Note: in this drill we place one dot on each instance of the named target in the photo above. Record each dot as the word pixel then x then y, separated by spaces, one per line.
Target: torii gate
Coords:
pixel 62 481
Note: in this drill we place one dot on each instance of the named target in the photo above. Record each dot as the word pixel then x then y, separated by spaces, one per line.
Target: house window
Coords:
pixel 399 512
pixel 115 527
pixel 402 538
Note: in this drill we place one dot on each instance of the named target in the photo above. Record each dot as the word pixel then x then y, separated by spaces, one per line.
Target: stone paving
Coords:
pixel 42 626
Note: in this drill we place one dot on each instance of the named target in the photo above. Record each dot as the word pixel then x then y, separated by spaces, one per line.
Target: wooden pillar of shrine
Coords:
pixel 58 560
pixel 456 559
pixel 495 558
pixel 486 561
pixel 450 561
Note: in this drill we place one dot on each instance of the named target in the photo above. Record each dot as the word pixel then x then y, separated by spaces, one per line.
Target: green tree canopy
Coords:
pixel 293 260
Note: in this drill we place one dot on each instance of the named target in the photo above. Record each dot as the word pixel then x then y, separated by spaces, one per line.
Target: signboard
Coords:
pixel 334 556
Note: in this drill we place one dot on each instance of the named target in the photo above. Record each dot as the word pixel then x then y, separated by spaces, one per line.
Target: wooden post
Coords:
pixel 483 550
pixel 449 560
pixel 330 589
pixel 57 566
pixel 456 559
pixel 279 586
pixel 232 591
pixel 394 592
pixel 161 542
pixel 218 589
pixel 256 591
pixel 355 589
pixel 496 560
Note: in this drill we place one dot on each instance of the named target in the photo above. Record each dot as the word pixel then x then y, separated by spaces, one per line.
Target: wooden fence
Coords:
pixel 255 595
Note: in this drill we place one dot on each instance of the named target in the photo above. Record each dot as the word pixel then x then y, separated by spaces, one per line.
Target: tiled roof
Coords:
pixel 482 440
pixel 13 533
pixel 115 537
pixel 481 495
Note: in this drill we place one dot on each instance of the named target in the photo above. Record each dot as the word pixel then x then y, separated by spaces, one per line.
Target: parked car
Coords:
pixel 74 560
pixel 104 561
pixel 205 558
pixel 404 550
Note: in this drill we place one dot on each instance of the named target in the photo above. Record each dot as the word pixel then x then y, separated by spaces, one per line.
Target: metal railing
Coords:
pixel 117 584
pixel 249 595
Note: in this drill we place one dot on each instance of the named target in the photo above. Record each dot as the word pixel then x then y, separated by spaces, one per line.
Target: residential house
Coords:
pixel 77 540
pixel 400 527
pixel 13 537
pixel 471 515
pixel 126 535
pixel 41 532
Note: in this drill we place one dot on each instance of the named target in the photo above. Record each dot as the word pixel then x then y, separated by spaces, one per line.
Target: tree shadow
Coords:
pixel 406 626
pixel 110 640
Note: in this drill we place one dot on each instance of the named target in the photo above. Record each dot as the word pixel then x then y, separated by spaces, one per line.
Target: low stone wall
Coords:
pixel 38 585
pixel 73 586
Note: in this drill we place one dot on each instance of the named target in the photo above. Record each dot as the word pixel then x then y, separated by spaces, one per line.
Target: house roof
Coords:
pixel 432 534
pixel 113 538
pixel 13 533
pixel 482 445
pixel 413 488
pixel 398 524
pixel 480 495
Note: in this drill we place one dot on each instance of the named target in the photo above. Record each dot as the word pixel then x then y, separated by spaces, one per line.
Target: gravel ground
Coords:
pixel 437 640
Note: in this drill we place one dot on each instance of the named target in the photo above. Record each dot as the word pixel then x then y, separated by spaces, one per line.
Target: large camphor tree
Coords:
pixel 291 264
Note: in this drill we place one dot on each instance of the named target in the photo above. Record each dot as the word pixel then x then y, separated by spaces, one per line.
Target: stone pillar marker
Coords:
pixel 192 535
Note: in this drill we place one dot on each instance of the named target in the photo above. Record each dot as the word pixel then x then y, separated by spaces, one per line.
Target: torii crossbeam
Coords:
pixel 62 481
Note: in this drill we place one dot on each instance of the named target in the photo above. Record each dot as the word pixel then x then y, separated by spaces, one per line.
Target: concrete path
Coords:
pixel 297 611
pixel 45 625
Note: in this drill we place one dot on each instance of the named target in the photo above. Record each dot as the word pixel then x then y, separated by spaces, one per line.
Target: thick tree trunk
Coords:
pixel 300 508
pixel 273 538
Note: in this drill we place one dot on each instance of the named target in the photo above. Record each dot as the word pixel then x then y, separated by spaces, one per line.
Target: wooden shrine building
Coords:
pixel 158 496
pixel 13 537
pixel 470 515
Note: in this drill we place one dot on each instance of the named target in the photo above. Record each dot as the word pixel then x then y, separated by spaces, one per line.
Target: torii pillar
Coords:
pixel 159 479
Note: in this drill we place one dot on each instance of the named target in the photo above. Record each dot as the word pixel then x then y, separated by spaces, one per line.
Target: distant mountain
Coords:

• • • •

### Task instructions
Report the count of lines in the listing above that include "tree", and nothing more.

### Answer area
4